Task description: Please find each row below that contains the word "gray", and copy every one of those rows in full.

Given information:

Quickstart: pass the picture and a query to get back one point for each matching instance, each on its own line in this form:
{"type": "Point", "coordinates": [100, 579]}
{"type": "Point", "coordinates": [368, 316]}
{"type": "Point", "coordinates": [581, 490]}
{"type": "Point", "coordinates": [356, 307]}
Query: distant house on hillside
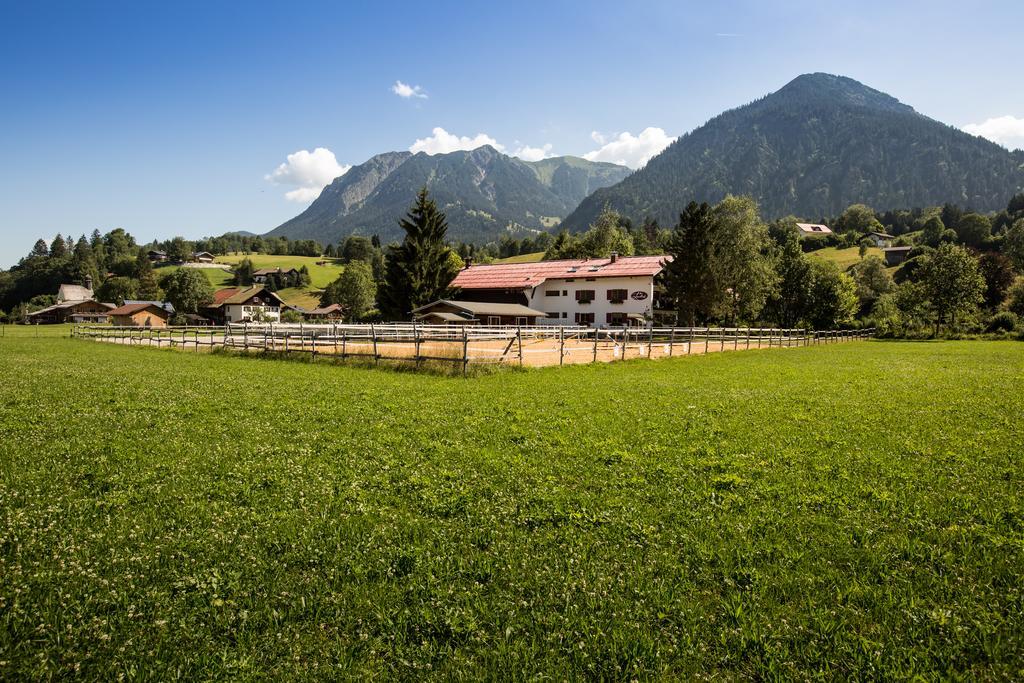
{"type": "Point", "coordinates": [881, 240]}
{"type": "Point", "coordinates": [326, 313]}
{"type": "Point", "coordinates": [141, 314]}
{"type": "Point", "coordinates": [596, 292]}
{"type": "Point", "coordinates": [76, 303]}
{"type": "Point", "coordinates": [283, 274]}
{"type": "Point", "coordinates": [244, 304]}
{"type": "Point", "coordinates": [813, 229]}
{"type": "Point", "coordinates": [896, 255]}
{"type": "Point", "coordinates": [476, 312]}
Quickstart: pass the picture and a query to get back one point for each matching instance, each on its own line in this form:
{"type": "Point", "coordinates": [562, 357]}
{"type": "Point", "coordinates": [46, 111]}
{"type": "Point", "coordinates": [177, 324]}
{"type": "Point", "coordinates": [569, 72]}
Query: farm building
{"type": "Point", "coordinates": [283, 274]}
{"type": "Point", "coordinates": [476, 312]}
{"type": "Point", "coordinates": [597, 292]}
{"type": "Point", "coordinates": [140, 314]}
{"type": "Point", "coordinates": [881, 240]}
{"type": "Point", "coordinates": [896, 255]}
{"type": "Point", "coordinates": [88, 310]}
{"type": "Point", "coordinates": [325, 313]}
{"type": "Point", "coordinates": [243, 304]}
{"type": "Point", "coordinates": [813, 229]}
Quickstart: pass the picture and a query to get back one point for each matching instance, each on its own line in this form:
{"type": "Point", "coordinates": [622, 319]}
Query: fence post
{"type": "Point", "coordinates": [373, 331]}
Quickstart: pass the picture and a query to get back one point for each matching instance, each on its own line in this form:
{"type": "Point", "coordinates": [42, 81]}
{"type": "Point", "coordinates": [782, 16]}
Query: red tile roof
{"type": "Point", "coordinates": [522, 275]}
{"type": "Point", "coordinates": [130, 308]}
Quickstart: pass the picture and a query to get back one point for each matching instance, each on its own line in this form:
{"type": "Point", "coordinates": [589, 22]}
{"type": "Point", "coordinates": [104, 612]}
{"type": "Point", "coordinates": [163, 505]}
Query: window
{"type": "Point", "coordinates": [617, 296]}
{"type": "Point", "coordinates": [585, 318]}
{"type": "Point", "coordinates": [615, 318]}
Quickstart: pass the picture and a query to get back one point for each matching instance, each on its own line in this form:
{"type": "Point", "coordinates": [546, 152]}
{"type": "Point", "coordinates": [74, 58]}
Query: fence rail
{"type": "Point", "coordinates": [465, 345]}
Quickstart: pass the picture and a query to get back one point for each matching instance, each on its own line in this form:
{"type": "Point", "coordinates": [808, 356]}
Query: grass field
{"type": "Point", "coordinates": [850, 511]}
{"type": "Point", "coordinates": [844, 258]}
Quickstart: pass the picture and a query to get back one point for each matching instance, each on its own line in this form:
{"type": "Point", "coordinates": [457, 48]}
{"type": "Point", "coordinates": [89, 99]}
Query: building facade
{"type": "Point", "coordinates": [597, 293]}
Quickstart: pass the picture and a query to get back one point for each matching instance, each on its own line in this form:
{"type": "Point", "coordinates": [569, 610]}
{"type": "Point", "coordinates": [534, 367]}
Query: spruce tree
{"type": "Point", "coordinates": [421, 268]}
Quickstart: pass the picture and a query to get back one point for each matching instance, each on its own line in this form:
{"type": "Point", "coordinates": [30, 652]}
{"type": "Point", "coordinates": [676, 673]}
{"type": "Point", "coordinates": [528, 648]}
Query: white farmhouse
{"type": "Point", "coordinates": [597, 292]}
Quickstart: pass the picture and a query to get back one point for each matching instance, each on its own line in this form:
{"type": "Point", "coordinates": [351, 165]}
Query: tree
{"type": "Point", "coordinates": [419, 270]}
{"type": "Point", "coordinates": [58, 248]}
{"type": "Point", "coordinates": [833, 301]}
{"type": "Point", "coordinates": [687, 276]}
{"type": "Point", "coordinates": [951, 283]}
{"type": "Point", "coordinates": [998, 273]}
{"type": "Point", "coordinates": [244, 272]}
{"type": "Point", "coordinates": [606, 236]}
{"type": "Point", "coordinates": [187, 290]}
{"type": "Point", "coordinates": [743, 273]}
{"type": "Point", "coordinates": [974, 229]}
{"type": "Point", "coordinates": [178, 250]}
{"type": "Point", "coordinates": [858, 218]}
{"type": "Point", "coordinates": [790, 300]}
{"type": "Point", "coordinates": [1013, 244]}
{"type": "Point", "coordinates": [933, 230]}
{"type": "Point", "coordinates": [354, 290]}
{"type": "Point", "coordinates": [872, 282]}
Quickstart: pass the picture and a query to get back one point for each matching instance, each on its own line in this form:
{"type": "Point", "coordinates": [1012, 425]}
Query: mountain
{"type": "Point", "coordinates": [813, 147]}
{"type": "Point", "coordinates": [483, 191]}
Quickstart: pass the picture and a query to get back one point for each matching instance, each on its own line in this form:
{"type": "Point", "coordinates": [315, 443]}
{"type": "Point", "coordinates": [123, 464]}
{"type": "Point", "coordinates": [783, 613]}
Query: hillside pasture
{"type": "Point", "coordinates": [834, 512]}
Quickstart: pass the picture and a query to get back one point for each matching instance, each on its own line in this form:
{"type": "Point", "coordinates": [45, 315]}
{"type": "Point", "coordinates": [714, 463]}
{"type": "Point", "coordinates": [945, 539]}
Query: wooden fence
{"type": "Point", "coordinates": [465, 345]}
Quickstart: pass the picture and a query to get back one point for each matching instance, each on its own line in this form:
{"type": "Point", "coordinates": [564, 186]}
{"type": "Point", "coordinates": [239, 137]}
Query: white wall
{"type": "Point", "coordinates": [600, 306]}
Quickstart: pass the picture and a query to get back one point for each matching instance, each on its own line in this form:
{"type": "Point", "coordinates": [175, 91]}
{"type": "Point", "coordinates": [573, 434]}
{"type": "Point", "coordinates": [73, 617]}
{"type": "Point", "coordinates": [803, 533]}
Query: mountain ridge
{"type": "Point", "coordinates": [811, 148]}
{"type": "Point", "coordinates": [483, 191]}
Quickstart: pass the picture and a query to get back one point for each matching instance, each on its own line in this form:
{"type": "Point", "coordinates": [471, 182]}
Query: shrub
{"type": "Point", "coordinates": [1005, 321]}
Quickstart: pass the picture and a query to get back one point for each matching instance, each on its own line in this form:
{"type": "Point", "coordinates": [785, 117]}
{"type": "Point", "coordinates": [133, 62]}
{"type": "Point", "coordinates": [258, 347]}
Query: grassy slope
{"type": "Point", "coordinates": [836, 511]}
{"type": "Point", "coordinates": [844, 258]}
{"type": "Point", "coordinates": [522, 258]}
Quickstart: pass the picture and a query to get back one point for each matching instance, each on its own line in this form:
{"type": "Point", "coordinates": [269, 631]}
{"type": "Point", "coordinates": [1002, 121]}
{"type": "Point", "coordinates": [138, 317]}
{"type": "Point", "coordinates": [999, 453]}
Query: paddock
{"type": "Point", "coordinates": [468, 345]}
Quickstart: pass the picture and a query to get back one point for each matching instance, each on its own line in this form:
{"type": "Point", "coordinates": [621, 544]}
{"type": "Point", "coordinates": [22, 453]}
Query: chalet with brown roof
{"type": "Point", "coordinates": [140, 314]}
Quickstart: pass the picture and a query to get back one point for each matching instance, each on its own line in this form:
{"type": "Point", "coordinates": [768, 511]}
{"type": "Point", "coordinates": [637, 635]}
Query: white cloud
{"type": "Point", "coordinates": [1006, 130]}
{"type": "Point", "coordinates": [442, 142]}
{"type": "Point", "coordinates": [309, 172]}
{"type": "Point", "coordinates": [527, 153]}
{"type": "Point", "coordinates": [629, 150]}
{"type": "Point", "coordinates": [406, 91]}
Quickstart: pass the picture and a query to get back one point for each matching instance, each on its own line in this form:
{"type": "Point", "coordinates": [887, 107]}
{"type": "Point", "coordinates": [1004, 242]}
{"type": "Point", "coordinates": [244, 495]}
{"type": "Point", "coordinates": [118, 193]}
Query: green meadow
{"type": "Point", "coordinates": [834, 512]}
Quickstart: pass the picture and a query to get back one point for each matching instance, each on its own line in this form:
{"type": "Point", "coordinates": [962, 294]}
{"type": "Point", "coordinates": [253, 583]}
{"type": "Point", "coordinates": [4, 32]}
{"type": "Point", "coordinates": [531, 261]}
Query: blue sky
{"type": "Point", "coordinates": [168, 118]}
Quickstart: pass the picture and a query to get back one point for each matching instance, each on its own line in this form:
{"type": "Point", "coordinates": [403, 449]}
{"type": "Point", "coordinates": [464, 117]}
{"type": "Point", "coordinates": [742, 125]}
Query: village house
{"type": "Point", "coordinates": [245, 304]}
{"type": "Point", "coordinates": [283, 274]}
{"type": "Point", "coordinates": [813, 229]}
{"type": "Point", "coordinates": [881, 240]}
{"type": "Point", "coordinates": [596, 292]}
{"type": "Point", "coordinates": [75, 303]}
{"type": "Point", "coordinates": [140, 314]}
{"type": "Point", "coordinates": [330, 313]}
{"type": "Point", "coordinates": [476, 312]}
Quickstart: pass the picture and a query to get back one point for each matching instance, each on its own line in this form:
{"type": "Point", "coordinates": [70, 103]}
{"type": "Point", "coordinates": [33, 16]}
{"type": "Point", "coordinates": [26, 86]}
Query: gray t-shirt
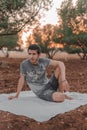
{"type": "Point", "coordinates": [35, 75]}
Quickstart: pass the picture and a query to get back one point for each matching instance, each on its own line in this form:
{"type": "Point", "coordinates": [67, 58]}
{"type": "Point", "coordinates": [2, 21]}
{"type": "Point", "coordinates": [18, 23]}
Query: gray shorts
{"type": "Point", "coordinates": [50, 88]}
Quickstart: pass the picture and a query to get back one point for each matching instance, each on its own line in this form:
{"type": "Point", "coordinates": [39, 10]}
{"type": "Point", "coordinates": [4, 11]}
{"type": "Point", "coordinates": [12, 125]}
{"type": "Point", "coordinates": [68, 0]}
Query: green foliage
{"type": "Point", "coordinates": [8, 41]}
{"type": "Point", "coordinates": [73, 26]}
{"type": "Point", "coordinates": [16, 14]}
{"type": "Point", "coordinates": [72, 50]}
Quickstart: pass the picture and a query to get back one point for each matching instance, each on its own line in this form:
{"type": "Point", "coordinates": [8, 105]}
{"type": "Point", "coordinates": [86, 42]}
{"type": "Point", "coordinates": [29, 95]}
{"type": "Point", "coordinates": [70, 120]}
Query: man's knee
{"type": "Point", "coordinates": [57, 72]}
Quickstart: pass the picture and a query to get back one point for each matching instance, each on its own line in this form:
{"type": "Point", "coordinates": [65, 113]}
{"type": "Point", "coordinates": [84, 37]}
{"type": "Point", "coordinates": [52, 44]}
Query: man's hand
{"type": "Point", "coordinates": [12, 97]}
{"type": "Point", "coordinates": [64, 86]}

Task answer:
Query: gray t-shirt
Query: gray shorts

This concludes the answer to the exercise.